▶ Problem
State how many lines in the entries below contain the string "side". Reply with the number alone.
==============================
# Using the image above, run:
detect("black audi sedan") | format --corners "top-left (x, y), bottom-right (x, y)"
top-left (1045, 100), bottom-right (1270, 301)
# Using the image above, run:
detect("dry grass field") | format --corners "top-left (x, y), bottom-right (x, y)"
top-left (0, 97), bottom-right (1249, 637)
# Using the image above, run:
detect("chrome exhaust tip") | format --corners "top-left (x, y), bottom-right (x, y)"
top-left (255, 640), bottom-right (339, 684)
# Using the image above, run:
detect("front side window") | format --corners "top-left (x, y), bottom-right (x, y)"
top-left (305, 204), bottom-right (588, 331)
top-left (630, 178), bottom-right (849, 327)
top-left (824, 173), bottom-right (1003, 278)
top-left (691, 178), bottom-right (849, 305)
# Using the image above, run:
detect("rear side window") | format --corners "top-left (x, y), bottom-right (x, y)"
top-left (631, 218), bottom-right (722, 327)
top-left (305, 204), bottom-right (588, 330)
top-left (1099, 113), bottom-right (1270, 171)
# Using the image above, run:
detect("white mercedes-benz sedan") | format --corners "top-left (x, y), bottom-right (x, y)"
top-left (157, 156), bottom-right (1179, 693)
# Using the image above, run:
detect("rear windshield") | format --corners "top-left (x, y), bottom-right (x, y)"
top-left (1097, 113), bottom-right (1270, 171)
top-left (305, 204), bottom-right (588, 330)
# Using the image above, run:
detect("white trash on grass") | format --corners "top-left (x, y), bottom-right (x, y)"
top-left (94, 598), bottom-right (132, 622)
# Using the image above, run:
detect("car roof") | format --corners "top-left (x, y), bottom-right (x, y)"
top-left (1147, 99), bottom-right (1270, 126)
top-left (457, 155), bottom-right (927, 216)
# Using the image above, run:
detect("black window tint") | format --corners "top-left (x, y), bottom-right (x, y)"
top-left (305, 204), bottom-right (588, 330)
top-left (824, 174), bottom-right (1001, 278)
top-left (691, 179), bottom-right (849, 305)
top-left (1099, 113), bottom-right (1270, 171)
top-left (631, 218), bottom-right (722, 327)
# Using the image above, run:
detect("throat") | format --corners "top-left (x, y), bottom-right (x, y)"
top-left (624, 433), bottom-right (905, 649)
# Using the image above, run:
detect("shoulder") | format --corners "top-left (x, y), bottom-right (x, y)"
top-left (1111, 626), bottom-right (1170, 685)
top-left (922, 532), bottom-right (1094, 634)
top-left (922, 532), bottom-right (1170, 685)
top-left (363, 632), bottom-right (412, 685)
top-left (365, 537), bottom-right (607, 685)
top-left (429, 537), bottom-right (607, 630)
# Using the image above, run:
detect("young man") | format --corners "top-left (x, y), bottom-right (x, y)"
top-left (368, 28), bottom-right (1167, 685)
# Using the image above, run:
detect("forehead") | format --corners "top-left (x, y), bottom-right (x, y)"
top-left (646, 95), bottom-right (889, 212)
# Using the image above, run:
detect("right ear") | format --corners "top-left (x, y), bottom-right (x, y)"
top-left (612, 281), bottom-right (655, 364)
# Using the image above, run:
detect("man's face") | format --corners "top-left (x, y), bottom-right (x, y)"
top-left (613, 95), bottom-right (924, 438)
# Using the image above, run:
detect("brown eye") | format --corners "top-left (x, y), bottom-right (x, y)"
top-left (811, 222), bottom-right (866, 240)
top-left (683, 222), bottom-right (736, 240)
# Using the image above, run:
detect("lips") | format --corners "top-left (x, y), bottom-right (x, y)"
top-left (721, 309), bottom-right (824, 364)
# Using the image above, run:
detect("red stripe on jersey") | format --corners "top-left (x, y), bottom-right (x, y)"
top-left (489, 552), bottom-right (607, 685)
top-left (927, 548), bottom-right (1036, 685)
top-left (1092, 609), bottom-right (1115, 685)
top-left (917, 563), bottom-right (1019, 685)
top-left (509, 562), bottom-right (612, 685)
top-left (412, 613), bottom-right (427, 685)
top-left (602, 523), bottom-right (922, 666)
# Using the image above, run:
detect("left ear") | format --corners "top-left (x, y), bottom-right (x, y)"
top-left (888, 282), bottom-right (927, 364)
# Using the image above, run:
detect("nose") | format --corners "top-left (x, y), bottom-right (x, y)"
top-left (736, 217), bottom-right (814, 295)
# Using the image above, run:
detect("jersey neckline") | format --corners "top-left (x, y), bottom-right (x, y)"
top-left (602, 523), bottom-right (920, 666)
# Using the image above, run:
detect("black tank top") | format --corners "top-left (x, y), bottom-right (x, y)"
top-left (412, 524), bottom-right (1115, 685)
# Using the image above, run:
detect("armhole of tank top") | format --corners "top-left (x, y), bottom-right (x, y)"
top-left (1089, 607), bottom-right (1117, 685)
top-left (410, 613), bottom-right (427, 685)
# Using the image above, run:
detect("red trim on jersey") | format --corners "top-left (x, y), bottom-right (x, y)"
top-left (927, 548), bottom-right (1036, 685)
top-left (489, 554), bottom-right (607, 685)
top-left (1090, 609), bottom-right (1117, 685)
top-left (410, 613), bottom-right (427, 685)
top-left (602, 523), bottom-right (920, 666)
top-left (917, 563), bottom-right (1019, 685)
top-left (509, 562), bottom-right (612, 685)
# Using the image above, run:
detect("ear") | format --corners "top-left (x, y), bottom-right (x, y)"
==============================
▶ Task answer
2